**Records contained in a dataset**
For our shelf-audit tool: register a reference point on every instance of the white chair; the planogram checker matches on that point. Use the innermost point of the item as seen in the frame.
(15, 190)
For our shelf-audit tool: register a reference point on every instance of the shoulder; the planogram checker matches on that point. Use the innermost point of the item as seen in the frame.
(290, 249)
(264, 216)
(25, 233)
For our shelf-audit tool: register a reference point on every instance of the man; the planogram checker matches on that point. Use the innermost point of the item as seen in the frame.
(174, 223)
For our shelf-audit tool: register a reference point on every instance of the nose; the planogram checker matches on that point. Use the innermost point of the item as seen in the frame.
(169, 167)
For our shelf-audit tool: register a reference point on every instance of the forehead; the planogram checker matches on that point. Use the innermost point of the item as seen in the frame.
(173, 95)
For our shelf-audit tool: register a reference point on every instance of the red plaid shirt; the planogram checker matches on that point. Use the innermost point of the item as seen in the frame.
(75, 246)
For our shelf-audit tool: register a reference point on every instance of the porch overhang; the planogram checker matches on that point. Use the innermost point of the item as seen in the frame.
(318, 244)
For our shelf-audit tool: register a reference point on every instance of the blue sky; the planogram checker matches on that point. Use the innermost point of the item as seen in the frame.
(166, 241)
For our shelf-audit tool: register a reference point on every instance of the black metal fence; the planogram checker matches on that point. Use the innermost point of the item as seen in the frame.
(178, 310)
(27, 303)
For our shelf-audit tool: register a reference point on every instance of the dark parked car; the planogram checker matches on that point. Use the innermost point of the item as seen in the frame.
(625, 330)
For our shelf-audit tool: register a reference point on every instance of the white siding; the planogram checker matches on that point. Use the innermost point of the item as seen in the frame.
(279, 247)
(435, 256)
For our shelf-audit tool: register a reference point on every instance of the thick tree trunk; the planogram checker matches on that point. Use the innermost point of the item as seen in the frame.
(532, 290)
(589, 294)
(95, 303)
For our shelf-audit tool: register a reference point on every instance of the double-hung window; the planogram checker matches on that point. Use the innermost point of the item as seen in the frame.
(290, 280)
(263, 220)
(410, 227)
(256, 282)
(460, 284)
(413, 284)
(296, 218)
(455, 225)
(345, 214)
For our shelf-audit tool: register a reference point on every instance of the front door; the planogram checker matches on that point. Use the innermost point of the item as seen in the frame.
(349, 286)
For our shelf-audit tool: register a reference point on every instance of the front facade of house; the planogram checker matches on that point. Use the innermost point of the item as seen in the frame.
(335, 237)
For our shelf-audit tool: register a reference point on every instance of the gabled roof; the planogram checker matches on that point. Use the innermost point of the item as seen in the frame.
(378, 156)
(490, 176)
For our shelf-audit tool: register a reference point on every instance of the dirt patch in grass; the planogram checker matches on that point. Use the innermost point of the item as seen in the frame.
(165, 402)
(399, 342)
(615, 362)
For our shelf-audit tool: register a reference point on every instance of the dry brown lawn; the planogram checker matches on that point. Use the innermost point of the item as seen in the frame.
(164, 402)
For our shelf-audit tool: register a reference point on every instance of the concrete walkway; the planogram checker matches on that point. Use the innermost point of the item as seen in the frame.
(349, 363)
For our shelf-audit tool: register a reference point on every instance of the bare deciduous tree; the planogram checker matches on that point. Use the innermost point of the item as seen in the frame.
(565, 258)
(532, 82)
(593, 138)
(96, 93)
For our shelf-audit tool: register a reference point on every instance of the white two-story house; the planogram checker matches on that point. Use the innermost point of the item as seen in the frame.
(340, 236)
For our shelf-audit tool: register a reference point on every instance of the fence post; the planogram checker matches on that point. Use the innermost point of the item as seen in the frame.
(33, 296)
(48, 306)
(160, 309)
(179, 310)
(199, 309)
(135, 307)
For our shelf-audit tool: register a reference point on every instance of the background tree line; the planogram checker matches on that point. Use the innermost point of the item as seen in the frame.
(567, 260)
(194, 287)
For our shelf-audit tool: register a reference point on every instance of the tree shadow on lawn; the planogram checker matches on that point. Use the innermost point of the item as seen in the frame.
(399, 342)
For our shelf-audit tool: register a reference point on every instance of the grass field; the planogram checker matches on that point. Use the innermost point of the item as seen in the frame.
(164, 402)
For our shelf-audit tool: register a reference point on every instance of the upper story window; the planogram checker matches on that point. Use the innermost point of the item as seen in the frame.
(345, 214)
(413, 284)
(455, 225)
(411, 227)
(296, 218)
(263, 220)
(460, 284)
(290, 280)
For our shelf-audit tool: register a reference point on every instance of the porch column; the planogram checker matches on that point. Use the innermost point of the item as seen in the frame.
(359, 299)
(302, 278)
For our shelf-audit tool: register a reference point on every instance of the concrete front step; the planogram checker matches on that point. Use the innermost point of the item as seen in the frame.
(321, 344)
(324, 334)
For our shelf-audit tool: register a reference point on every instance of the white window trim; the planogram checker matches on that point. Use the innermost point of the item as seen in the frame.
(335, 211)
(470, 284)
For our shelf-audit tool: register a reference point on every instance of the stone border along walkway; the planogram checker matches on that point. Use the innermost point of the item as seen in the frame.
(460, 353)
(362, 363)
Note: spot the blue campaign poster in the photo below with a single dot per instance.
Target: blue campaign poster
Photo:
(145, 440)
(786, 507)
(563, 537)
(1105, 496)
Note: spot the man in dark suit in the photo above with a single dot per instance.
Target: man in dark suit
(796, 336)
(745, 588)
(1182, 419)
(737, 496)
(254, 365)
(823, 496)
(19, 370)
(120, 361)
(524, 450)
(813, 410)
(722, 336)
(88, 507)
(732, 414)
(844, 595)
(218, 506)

**Direction**
Repeat precisely the lines of the data starting at the one containing "Note: spot the blue", last line included.

**Response below**
Note: spot the blue campaign poster in the photo below with a single dot per instance.
Target: blue campaign poster
Photo:
(145, 440)
(786, 507)
(563, 537)
(1105, 496)
Note: spot the man in dark suit in the photo above with a single dot per instance.
Target: man in dark suit
(796, 336)
(745, 588)
(1182, 419)
(737, 496)
(254, 365)
(823, 496)
(19, 370)
(120, 361)
(524, 450)
(813, 410)
(722, 336)
(88, 507)
(732, 414)
(844, 595)
(218, 506)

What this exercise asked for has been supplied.